— Written task 1 —
Reproduce the passage of the article on machine learning unknowns between "What We Still" and "of our knowledge.", inclusive.
— Written task 2 —
Answer these questions using the article on machine learning unknowns:
(a) Which concept does the exploration start with?
(b) What is observed about overparameterized models?
(c) What does the Lottery Ticket Hypothesis propose?

>> START Text to read

What We Still Don’t Understand About Machine Learning
Machine Learning unknowns that researchers struggle to understand — from Batch Norm to what SGD hides
It is surprising how some of the basic subjects in machine learning are still unknown by researchers and despite being fundamental and common to use, seem to be mysterious. It’s a fun thing about machine learning that we build things that work and then figure out why they work at all!
Here, I aim to investigate the unknown territory in some machine learning concepts in order to show while these ideas can seem basic, in reality, they are constructed by layers upon layers of abstraction. This helps us to practice questioning the depth of our knowledge.
In this article, we explore several key phenomena in deep learning that challenge our traditional understanding of neural networks.
We start with Batch Normalization and its underlying mechanisms that remain not fully understood.
We examine the counterintuitive observation that overparameterized models often generalize better, contradicting the classical machine learning theories.
We explore the implicit regularization effects of gradient descent, which seem to naturally bias neural networks towards simpler, more generalizable solutions.
Finally, we touch on the Lottery Ticket Hypothesis, which proposes that large neural networks contain smaller subnetworks capable of achieving comparable performance when trained in isolation.

>> END Text to read
>> START Data section

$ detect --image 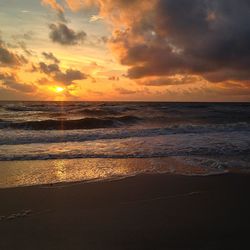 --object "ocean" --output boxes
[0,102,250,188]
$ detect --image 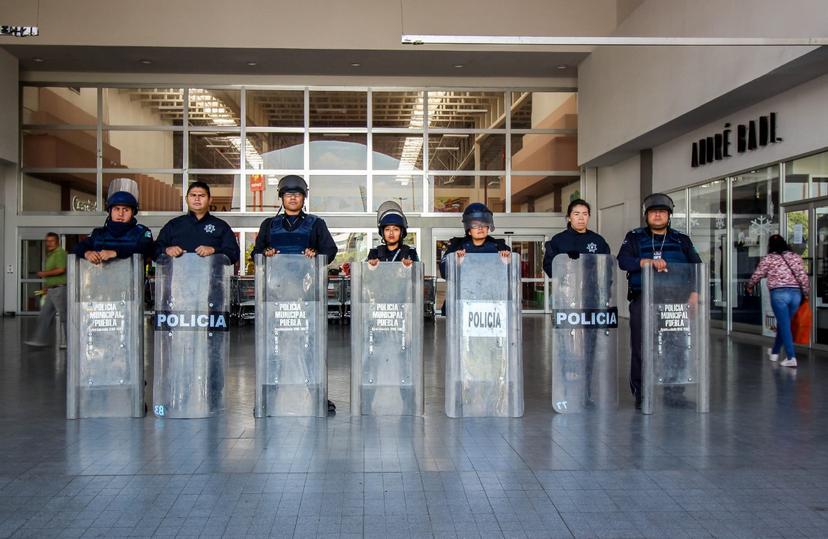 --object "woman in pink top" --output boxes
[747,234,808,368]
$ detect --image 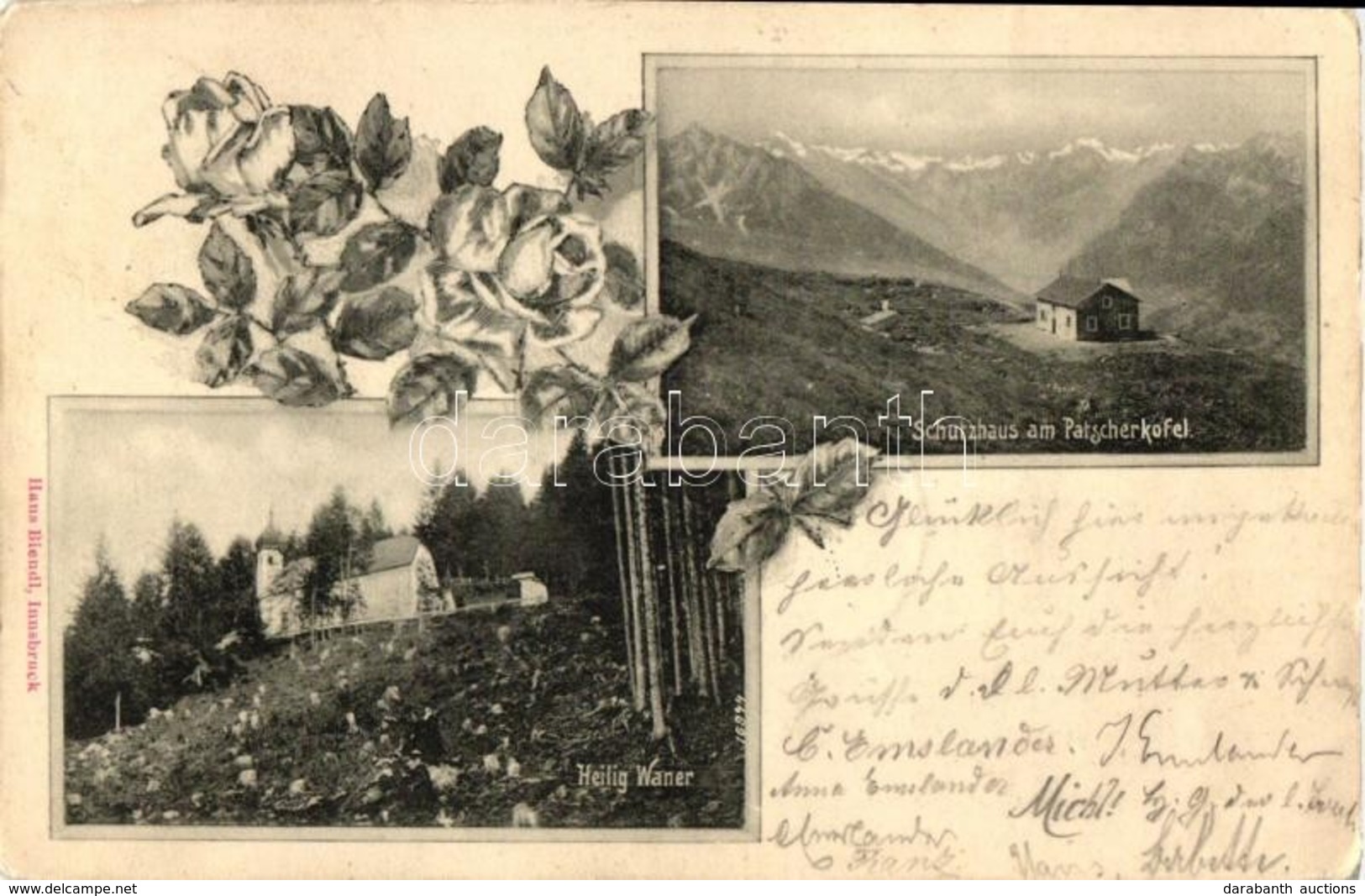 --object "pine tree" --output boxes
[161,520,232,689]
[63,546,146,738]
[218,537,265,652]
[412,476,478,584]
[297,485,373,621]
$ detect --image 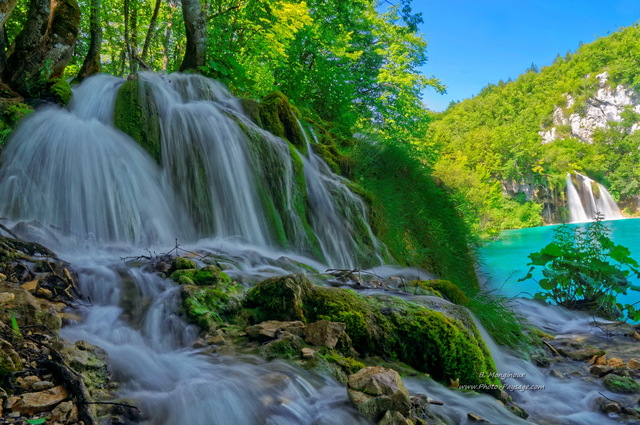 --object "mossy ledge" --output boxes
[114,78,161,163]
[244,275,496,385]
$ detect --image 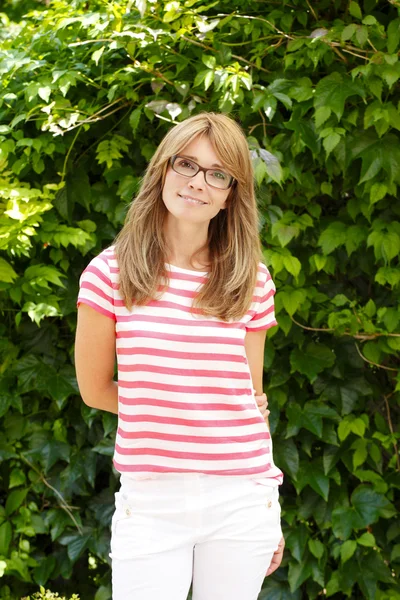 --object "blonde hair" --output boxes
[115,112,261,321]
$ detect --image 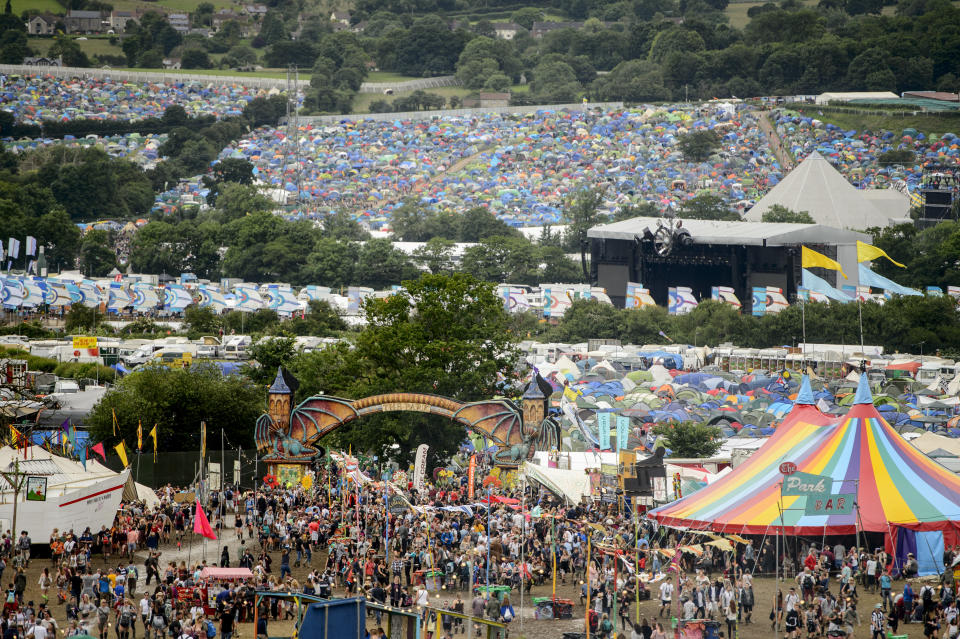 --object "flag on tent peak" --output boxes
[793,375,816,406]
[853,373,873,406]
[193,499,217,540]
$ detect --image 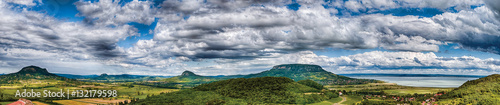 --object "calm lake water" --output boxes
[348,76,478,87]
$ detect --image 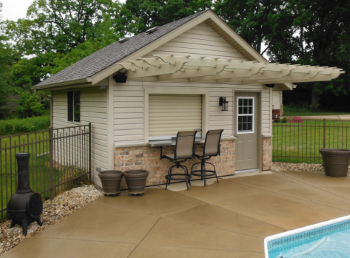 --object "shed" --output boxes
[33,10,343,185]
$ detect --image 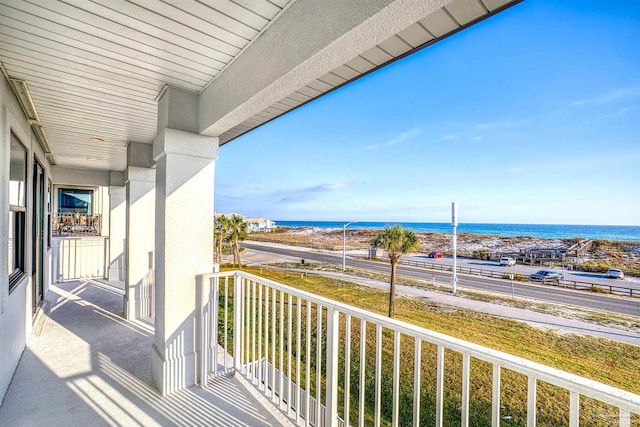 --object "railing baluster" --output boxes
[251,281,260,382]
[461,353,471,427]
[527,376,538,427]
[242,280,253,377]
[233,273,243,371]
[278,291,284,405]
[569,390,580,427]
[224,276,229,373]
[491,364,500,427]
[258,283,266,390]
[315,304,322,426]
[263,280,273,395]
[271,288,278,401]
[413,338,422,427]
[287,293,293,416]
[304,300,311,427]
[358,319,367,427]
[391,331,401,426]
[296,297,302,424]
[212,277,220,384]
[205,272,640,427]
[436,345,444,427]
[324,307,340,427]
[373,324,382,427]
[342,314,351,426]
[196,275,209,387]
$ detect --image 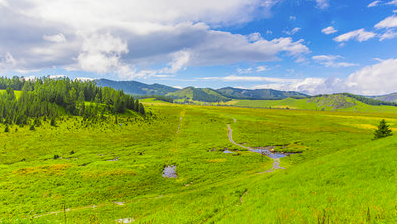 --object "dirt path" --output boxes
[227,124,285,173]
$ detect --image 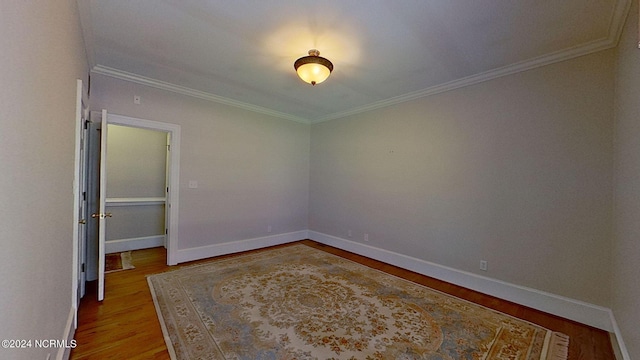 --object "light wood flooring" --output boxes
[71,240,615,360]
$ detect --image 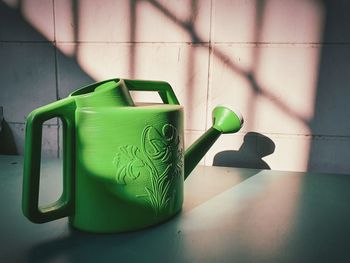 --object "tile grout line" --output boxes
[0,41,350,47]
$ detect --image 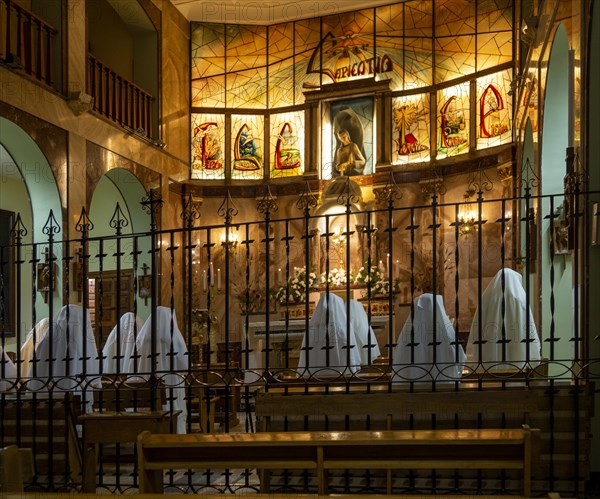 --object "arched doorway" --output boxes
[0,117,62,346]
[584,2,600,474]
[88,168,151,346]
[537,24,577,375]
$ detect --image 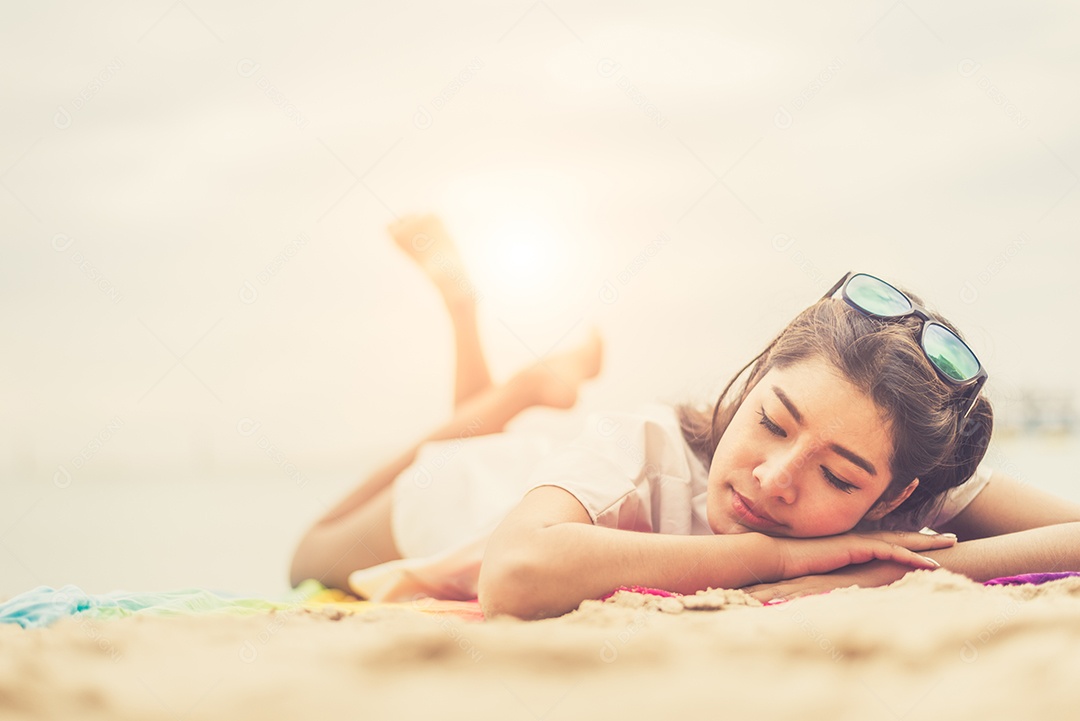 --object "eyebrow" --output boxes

>> END Data section

— Written solution 1 —
What We Still Don’t Understand About Machine Learning
Machine Learning unknowns that researchers struggle to understand — from Batch Norm to what SGD hides
It is surprising how some of the basic subjects in machine learning are still unknown by researchers and despite being fundamental and common to use, seem to be mysterious. It’s a fun thing about machine learning that we build things that work and then figure out why they work at all!
Here, I aim to investigate the unknown territory in some machine learning concepts in order to show while these ideas can seem basic, in reality, they are constructed by layers upon layers of abstraction. This helps us to practice questioning the depth of our knowledge.

— Written solution 2 —
(a) Batch Normalization.
(b) They often generalize better, contradicting the classical machine learning theories.
(c) That large neural networks contain smaller subnetworks capable of achieving comparable performance when trained in isolation.